* [The task]
Check each line of the entries for "archway" and report the ones that have it.

* [Stored data entries]
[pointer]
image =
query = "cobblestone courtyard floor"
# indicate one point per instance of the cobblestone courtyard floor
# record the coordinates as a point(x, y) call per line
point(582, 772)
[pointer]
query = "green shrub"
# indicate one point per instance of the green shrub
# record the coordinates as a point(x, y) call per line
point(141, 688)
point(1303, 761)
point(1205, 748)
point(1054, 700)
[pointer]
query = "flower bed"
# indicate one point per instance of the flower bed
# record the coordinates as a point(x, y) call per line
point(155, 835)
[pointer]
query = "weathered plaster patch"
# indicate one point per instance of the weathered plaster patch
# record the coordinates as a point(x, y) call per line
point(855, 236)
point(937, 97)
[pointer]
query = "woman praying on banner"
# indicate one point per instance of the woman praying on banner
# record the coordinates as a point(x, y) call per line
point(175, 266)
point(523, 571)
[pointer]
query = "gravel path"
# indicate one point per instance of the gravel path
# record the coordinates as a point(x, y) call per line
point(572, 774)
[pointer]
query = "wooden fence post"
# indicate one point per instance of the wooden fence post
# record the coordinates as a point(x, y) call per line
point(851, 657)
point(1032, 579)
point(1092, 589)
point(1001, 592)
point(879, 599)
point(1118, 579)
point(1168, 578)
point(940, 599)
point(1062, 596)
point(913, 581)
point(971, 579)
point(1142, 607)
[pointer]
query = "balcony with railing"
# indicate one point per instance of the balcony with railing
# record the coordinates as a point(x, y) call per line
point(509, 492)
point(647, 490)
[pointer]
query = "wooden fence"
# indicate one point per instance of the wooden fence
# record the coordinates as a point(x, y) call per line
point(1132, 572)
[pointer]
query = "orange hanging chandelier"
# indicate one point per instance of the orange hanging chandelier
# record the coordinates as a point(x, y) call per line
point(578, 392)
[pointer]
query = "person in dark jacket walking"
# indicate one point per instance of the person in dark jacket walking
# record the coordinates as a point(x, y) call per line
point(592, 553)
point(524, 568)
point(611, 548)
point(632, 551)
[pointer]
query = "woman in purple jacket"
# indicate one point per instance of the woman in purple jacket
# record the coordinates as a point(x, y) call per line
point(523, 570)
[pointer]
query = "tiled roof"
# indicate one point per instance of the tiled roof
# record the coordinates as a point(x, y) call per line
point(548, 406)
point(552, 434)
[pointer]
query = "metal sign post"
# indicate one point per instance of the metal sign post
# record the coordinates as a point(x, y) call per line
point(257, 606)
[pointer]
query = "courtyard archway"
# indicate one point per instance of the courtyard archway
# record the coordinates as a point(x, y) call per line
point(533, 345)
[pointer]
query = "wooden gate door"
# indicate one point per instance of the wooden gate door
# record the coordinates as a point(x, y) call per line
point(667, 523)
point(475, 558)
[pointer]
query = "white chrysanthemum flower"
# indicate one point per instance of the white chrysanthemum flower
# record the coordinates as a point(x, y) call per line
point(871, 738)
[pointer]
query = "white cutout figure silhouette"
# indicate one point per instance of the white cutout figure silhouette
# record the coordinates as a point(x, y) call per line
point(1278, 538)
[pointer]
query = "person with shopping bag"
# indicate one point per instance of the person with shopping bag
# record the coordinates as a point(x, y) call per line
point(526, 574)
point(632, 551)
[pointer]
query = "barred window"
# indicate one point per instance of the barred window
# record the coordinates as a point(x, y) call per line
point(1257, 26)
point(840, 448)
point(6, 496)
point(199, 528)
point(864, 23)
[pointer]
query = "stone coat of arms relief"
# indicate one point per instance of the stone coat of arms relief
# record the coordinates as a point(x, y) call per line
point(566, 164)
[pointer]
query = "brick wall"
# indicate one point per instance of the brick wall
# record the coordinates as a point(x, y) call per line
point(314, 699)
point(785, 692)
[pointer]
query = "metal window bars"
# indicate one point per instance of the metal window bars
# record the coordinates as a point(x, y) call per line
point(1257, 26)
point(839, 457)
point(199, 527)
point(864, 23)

* [Result of this exercise]
query = "courtyard archway"
# indicate one point per instance of the courtyard archway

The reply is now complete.